> [YOUR TASK]: Rescale the listing below: write out every line again, requests included, with each x and y coordinate in the answers multiplied by 0.95 and rounded to a whole number, halves going up. Omit the pictures from your output.

> [AVAILABLE DATA]:
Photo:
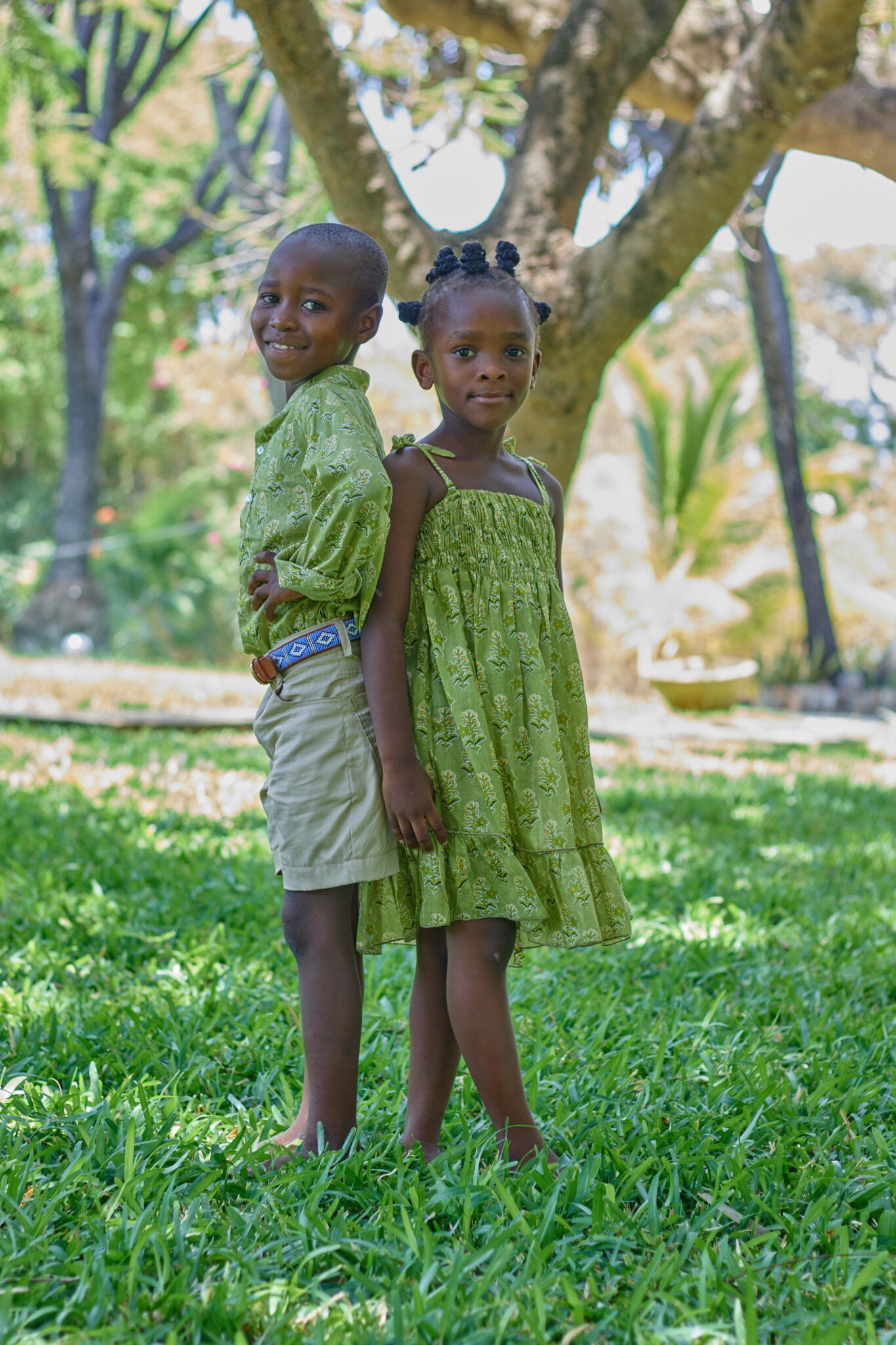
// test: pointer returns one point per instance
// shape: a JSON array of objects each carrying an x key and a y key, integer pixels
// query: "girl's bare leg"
[
  {"x": 297, "y": 1129},
  {"x": 477, "y": 1002},
  {"x": 435, "y": 1049},
  {"x": 320, "y": 929}
]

> [SOLUTION TO THIS PROBLEM]:
Photo:
// test: pointer returns one point per instance
// shape: a JSON array of objects each carrying an x key and a y key, integer pixels
// query: "girl's bare leg"
[
  {"x": 282, "y": 1073},
  {"x": 453, "y": 952},
  {"x": 413, "y": 997},
  {"x": 304, "y": 883}
]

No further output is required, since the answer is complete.